Which lines in the records below contain the word "bicycle"? Select each such line and copy it.

--- begin ---

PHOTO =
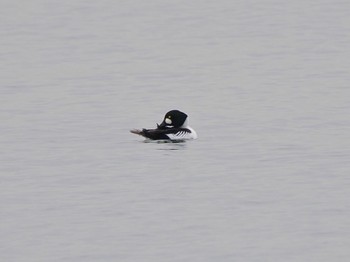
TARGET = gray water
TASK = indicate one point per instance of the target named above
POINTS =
(265, 85)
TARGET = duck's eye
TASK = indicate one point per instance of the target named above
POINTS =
(168, 121)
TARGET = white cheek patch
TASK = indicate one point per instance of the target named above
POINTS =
(168, 121)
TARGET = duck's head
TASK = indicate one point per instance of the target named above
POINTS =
(174, 119)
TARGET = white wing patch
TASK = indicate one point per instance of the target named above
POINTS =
(182, 135)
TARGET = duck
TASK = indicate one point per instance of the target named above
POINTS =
(174, 127)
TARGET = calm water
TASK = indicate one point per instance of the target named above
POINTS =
(266, 86)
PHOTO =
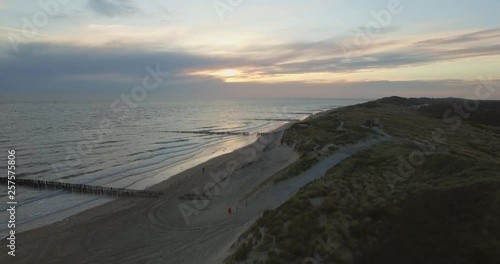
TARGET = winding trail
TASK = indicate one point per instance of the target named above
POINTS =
(151, 230)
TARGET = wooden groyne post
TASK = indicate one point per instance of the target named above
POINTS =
(82, 188)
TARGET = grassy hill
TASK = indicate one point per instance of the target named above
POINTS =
(431, 195)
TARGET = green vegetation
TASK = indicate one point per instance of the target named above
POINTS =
(414, 199)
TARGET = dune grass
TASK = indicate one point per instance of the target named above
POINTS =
(444, 209)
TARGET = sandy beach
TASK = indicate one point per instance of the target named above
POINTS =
(171, 229)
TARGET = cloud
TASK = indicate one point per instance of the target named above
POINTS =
(112, 66)
(112, 8)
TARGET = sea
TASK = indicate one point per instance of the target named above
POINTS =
(114, 144)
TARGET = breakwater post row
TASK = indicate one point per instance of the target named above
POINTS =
(82, 188)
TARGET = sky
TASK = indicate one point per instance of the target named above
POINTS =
(254, 48)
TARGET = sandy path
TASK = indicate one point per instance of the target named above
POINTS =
(154, 230)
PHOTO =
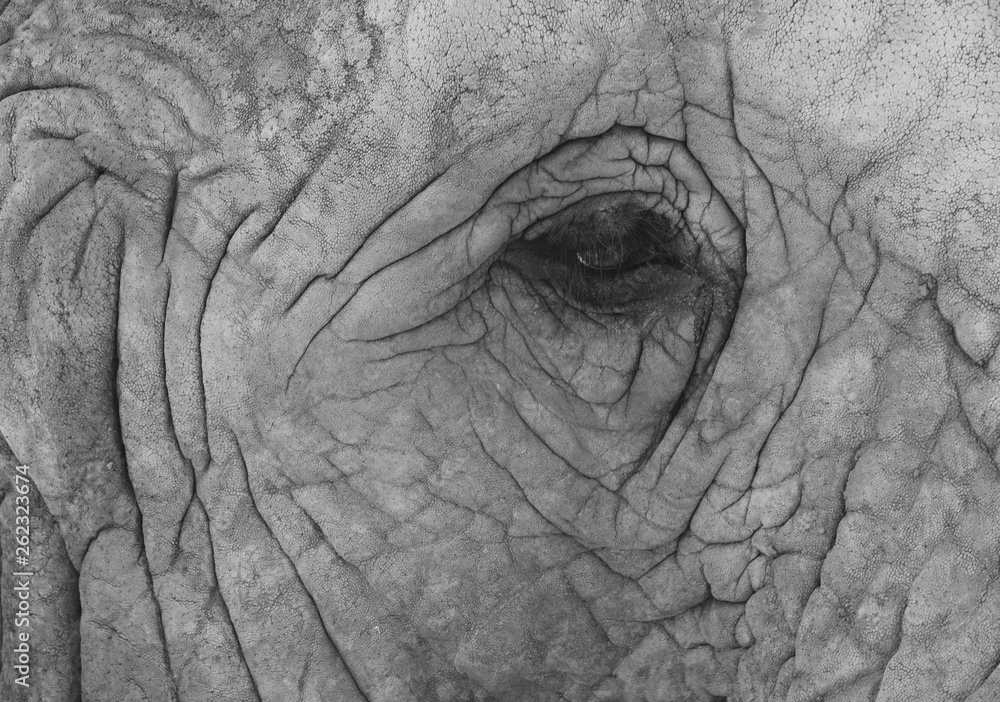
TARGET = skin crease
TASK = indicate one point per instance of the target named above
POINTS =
(302, 427)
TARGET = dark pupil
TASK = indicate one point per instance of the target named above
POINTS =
(617, 241)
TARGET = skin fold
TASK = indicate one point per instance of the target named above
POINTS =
(331, 389)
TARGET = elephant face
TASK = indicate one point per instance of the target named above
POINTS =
(489, 351)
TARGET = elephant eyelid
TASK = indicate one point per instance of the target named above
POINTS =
(609, 256)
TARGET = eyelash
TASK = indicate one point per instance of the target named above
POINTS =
(613, 258)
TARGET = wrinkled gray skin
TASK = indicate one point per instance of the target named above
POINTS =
(309, 419)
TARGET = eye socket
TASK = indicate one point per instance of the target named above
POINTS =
(608, 255)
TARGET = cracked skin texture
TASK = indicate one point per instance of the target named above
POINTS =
(301, 427)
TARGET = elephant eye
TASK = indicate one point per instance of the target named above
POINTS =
(607, 256)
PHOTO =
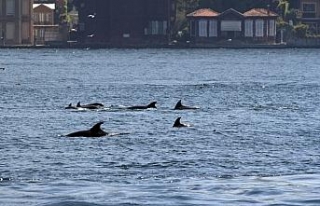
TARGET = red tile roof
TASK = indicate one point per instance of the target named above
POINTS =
(260, 12)
(203, 13)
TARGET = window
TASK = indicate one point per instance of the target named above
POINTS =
(10, 31)
(213, 31)
(10, 7)
(309, 10)
(193, 28)
(156, 28)
(259, 28)
(25, 7)
(203, 28)
(272, 25)
(25, 31)
(1, 7)
(248, 30)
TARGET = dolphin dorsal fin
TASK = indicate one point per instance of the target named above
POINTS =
(152, 105)
(178, 105)
(96, 127)
(177, 123)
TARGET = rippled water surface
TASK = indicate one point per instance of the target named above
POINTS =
(254, 140)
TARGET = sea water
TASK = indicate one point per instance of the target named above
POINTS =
(253, 141)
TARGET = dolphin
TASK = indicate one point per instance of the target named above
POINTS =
(180, 106)
(177, 123)
(70, 106)
(151, 105)
(95, 131)
(90, 106)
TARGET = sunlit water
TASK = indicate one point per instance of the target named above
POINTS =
(254, 140)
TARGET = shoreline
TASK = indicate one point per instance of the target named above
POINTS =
(173, 46)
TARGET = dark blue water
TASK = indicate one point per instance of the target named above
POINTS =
(254, 140)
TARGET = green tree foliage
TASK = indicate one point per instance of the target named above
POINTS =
(300, 30)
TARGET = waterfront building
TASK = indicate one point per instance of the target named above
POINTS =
(125, 22)
(254, 26)
(45, 29)
(16, 25)
(309, 13)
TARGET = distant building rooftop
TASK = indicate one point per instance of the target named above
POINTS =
(50, 6)
(203, 13)
(260, 12)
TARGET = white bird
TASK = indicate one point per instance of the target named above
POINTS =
(92, 16)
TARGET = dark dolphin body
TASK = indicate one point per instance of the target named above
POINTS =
(151, 105)
(180, 106)
(177, 123)
(90, 106)
(70, 106)
(95, 131)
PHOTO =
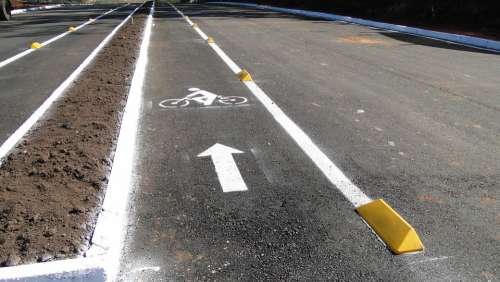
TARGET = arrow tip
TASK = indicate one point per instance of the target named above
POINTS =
(219, 149)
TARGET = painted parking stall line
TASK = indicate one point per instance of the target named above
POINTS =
(35, 116)
(37, 45)
(45, 7)
(228, 172)
(399, 236)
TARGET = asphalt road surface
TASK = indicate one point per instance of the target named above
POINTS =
(28, 81)
(223, 192)
(409, 120)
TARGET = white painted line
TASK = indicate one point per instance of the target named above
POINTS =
(46, 7)
(35, 116)
(45, 43)
(350, 191)
(227, 171)
(109, 233)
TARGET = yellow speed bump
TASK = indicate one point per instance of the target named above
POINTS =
(35, 45)
(398, 234)
(244, 75)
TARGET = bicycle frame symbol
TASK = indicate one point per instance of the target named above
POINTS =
(202, 98)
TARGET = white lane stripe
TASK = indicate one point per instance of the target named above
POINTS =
(109, 233)
(46, 7)
(45, 43)
(232, 65)
(35, 116)
(329, 169)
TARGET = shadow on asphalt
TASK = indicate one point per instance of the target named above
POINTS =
(222, 12)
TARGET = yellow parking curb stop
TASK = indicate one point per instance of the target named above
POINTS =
(398, 234)
(35, 45)
(244, 75)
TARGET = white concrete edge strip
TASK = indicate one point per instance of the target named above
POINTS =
(46, 7)
(45, 43)
(35, 116)
(463, 40)
(93, 267)
(109, 233)
(350, 191)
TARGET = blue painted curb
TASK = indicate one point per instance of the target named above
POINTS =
(466, 40)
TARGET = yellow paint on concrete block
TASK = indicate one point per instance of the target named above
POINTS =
(244, 75)
(35, 45)
(398, 234)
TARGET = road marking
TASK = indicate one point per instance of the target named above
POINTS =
(229, 175)
(29, 51)
(350, 191)
(35, 116)
(109, 232)
(398, 235)
(46, 7)
(202, 98)
(98, 265)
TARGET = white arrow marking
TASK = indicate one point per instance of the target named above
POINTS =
(229, 175)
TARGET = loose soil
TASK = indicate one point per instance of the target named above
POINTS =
(52, 184)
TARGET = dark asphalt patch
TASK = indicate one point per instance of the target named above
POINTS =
(52, 184)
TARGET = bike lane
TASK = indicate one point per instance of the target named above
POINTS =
(258, 210)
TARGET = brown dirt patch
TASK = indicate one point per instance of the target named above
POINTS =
(52, 184)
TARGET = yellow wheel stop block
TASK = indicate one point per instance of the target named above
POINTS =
(398, 234)
(35, 45)
(244, 75)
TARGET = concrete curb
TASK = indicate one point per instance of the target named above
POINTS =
(101, 261)
(46, 7)
(470, 41)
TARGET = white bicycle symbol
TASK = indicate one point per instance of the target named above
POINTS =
(203, 98)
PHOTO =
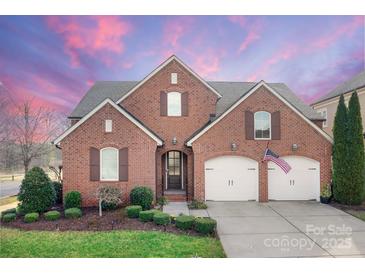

--- end ---

• [SOLUTION TO THIS TASK]:
TARGET = bicycle frame symbol
TARGET = white bicycle symbol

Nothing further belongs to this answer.